**EXTRACTED ENTRIES**
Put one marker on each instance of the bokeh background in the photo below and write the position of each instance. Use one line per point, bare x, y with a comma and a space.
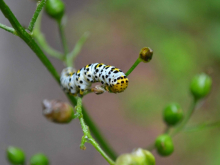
185, 38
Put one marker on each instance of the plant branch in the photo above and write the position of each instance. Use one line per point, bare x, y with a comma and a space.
40, 6
87, 136
62, 36
133, 66
95, 131
39, 36
8, 29
76, 50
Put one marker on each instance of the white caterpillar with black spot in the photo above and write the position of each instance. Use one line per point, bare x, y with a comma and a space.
112, 78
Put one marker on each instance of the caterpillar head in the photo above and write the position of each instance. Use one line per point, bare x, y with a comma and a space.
119, 85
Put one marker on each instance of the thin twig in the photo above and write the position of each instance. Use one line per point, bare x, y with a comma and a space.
76, 50
8, 29
87, 136
40, 6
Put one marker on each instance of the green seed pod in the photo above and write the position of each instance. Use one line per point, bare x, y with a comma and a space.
129, 159
15, 155
146, 54
137, 157
200, 85
164, 145
149, 158
39, 159
172, 114
55, 8
57, 111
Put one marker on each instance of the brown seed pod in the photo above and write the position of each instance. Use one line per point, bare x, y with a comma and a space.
57, 111
146, 54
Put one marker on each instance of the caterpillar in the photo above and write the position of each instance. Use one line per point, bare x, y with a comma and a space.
112, 78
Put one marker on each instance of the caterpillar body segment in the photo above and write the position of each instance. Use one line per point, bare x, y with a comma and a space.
112, 78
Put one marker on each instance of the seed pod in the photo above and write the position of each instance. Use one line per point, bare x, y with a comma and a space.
55, 8
146, 54
39, 159
164, 145
137, 157
200, 85
57, 111
172, 114
129, 159
149, 158
15, 155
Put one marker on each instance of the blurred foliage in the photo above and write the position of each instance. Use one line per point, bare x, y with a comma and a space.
185, 38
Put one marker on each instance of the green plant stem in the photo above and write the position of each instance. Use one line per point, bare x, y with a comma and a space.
36, 49
95, 131
181, 126
39, 36
186, 118
8, 29
87, 134
133, 66
40, 6
76, 50
63, 37
202, 126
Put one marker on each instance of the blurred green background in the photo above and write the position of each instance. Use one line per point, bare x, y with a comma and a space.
185, 38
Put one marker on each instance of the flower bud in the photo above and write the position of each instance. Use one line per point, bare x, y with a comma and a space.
149, 158
55, 8
15, 155
39, 159
129, 159
200, 85
57, 111
137, 157
146, 54
164, 145
172, 114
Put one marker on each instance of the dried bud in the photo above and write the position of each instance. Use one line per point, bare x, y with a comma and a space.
146, 54
57, 111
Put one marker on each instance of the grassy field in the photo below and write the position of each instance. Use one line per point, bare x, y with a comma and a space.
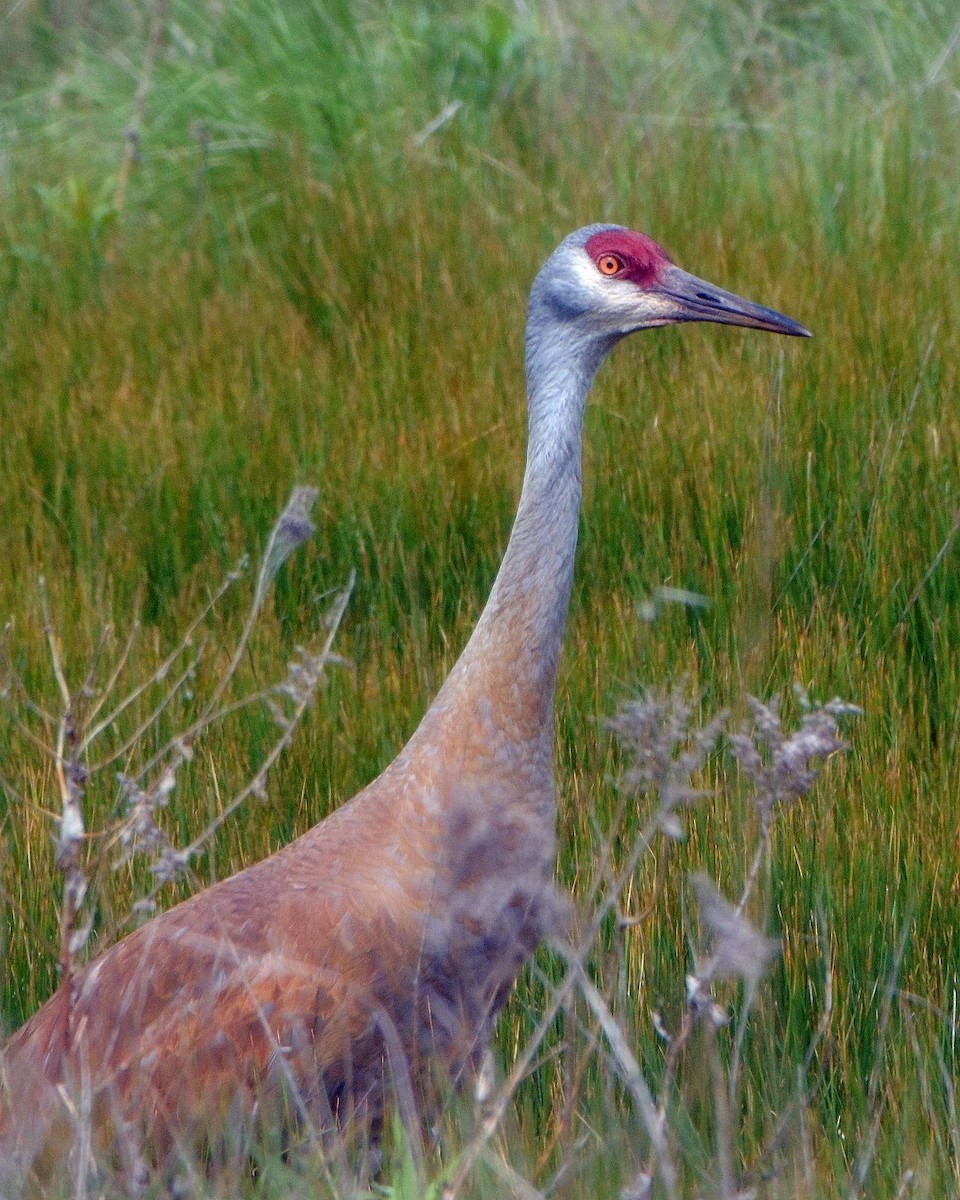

**WRITTEN PROBLEM**
Please turn the records above into a JSON list of strings, one string for each line, with blank lines skipped. Leave the pictures out of the answer.

**FINISHED ANSWER**
[
  "Put one marker on each instance of the bokeh background in the photo below and write the position of each instance. Use one line per point, bare x, y with a comma and a space.",
  "185, 38",
  "Put one marker on each instance of the plant branch in the photo above and write the position of each instance. Use one line per point, bare x, y with a comma and a space.",
  "40, 6",
  "87, 136",
  "62, 36",
  "133, 66",
  "95, 131",
  "39, 36",
  "8, 29",
  "76, 50",
  "Put one marker on each instance of the white caterpillar with black spot in the photo above and write the position of each instance. Use one line per point, bare x, y with a comma and a space.",
  "112, 78",
  "Put one marker on each instance of the caterpillar head in the photo above and write the position of each instance. Use one line per point, bare x, y with a comma and a space.",
  "119, 85",
  "Put one marker on each instance of the thin twig in the photo above and write the position of each instance. Use one line per point, bare x, y with a comma and a space.",
  "76, 50",
  "8, 29",
  "87, 136",
  "40, 6",
  "Put one marker on each instance of the green seed pod in the photo above and write the position of each instance. Use one line per point, bare x, y with a comma and a space.",
  "129, 159",
  "15, 155",
  "146, 54",
  "137, 157",
  "200, 85",
  "164, 145",
  "149, 158",
  "39, 159",
  "172, 114",
  "55, 8",
  "57, 111",
  "Put one marker on each instance of the brown seed pod in the photo above and write the position of each instance. Use one line per point, bare x, y with a comma and a space.",
  "57, 111",
  "146, 54",
  "Put one marker on each instance of the caterpillar in the photo above and write the position of each instance. Use one line per point, bare x, y with a comma and a space.",
  "112, 78",
  "Put one marker on each instance of the caterpillar body segment in the photo above and write the position of each instance. Use one line per point, bare x, y with a comma and a space.",
  "112, 78",
  "Put one marker on each instance of the seed pod in the photo above and write the position of each instance. Use one line per point, bare x, y with a comma and a space.",
  "55, 8",
  "146, 54",
  "39, 159",
  "164, 145",
  "137, 157",
  "200, 85",
  "57, 111",
  "172, 114",
  "129, 159",
  "149, 158",
  "15, 155",
  "Put one marker on each instance of the blurred foliage in the photo above and write the position of each instance. Use one line per point, bare x, y with a comma and a space.",
  "185, 38",
  "Put one marker on each instance of the green plant stem in the photo above and write the position of each instance. Use one line per point, bare x, y with a comma and a space.",
  "36, 49",
  "95, 131",
  "181, 126",
  "39, 36",
  "186, 118",
  "8, 29",
  "87, 134",
  "133, 66",
  "40, 6",
  "76, 50",
  "63, 37",
  "202, 126",
  "Put one marker on each instance of the blurred green background in the photo above and write the position of each instance. Use one line per point, bare x, y with a comma and a space.",
  "185, 38",
  "Put one marker on each instance of the flower bud in the photo above and write the position of each instance. Use one line per point, bare x, y with a comma and a space.",
  "149, 158",
  "55, 8",
  "15, 155",
  "39, 159",
  "129, 159",
  "200, 85",
  "57, 111",
  "137, 157",
  "146, 54",
  "164, 145",
  "172, 114",
  "Put one marker on each instance of the dried bud in the photo above and write the position of each instance. Use one line per point, bare x, y with a comma and a space.",
  "146, 54",
  "57, 111",
  "Put one marker on each instance of the grassy field in the photo below and write the position of each instance. Use one line per point, bare x, y with a comma and a space."
]